WHAT IS NEEDED: Below are entries; copy exactly the lines from the one with "An instance counts as any individually distinguishable rope" through the one with "An instance counts as any individually distinguishable green", both included, and leave out the rest.
═══ DATA TO USE ═══
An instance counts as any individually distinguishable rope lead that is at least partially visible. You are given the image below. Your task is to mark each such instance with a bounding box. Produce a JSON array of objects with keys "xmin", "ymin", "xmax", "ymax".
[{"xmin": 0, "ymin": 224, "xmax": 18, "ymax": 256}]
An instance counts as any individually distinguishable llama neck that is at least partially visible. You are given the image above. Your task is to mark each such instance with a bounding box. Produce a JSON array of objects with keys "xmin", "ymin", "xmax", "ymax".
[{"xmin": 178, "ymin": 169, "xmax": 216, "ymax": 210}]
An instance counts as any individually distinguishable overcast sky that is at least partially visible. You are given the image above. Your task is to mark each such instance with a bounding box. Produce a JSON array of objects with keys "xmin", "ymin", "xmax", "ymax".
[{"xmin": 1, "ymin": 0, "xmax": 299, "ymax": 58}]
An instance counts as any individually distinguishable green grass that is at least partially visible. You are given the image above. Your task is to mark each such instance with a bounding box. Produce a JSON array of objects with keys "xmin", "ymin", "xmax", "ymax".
═══
═══ DATA TO USE ═══
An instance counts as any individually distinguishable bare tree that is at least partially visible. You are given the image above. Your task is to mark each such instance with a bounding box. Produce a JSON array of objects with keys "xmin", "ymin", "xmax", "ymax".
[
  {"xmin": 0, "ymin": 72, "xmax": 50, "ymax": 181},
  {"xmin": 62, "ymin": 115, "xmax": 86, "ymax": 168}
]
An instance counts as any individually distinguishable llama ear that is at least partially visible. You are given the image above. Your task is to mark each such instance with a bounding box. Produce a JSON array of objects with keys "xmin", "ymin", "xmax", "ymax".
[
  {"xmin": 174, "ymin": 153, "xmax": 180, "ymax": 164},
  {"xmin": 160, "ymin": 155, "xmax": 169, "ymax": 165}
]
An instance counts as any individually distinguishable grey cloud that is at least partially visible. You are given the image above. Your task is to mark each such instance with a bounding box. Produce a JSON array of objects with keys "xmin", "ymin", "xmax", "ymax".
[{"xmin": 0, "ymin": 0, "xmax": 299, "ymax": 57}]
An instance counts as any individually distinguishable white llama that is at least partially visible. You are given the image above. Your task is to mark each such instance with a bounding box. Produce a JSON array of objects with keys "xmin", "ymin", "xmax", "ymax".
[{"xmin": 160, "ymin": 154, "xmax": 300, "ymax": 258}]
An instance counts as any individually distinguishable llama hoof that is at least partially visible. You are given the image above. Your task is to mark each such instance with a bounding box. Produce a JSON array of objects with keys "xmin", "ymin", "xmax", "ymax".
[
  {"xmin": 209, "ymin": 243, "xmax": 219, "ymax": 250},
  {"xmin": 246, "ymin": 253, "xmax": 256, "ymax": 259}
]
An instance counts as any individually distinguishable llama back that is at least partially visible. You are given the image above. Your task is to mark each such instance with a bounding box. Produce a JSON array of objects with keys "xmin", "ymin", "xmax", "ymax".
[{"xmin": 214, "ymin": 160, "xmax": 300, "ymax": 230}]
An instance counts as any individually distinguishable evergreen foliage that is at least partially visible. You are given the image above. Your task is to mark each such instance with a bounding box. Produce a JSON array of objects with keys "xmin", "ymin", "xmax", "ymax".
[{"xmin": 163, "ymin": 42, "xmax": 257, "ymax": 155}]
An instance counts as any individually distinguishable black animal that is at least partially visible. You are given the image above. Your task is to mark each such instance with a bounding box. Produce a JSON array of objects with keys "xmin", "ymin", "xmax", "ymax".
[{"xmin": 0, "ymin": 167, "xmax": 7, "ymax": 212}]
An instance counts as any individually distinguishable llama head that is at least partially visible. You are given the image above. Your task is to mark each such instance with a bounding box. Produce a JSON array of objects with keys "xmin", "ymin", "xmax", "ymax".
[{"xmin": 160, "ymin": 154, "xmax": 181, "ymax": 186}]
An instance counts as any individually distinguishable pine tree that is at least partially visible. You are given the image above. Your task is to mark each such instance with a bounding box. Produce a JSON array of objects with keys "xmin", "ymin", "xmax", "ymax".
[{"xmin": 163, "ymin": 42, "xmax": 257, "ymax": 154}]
═══
═══ DATA TO USE ═══
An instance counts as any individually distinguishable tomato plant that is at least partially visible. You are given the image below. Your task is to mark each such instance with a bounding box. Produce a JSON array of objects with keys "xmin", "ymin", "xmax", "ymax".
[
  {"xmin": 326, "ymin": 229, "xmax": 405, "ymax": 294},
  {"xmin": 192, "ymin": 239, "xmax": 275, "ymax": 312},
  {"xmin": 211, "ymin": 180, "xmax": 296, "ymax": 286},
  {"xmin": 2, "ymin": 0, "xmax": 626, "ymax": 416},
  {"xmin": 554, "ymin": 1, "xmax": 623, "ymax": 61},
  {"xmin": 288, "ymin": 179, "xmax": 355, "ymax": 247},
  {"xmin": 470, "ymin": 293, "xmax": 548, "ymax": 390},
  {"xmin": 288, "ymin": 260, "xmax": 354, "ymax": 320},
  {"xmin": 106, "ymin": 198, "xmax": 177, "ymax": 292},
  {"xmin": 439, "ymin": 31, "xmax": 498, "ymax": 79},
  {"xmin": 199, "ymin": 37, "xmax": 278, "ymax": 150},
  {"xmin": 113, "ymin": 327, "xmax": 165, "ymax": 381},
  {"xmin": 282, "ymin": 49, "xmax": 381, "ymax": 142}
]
═══
ANSWER TO THIS EXERCISE:
An instance counts as any individually distinguishable rope lead that is at least partially visible. You are given the image below. Your task is to mark each such instance with a bounding box. Produce a JSON array of objects with keys "xmin", "ymin", "xmax", "ymax".
[{"xmin": 0, "ymin": 224, "xmax": 18, "ymax": 256}]
An instance counts as any individually distinguishable llama neck that is at least partially visible. You are given the image above. Your task is to mark each such instance with a bounding box. Produce a JSON array of objects with keys "xmin", "ymin", "xmax", "ymax".
[{"xmin": 178, "ymin": 169, "xmax": 216, "ymax": 210}]
An instance counts as any individually distinguishable overcast sky that is at least partially visible. You are given the image above. Your task is to mark each such instance with a bounding box. Produce a JSON array of objects with keys "xmin", "ymin", "xmax", "ymax".
[{"xmin": 1, "ymin": 0, "xmax": 299, "ymax": 58}]
An instance counts as any individually distinguishable green grass that is at least partially visible. You are given the image above. Your task is to mark each such instance with a bounding box. Produce a JSON array of objects with keys "xmin", "ymin", "xmax", "ymax".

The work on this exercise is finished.